● Task objective
Please count the lines in the listing below that contain the word "trunk", and reply with that number alone.

● Records for this exercise
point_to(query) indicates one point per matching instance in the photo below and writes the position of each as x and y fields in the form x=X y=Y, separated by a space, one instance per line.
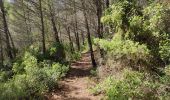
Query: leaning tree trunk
x=100 y=25
x=52 y=15
x=70 y=40
x=76 y=27
x=42 y=28
x=9 y=49
x=89 y=36
x=1 y=51
x=107 y=3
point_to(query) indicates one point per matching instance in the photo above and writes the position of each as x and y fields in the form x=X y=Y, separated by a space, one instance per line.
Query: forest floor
x=75 y=85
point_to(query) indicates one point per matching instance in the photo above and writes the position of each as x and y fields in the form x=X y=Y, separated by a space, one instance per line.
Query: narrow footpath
x=75 y=85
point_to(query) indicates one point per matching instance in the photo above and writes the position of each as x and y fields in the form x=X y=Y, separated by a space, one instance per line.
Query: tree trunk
x=9 y=49
x=83 y=40
x=54 y=24
x=1 y=51
x=77 y=39
x=100 y=25
x=70 y=40
x=42 y=28
x=76 y=28
x=88 y=36
x=107 y=3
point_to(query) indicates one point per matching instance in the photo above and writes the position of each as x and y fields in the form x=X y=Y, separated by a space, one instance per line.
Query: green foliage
x=132 y=54
x=32 y=78
x=132 y=85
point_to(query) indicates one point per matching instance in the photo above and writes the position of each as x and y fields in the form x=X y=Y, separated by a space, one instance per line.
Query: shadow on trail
x=74 y=86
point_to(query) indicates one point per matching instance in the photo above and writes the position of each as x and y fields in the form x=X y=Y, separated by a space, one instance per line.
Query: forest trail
x=75 y=85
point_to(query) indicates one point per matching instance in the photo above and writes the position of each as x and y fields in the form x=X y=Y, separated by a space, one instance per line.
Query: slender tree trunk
x=77 y=39
x=70 y=40
x=76 y=27
x=52 y=15
x=100 y=25
x=107 y=3
x=12 y=43
x=1 y=51
x=9 y=49
x=88 y=36
x=83 y=40
x=42 y=27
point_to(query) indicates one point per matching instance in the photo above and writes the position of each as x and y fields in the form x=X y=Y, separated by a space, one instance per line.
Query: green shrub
x=32 y=78
x=130 y=53
x=132 y=85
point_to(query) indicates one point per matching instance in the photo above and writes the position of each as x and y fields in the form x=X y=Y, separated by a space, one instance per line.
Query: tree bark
x=76 y=28
x=100 y=25
x=107 y=3
x=42 y=27
x=89 y=36
x=1 y=51
x=9 y=49
x=70 y=40
x=52 y=12
x=83 y=40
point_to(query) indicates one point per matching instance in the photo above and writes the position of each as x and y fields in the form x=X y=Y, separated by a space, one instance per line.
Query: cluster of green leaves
x=141 y=34
x=31 y=78
x=145 y=30
x=130 y=53
x=133 y=85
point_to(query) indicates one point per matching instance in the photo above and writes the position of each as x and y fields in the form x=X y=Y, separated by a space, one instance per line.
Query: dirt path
x=75 y=85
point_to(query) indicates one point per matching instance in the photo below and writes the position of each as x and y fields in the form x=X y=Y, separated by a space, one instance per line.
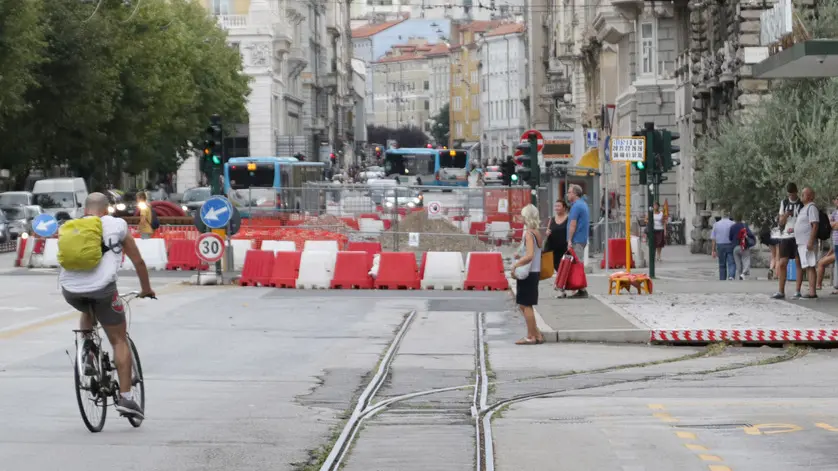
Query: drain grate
x=714 y=426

● Worked answer
3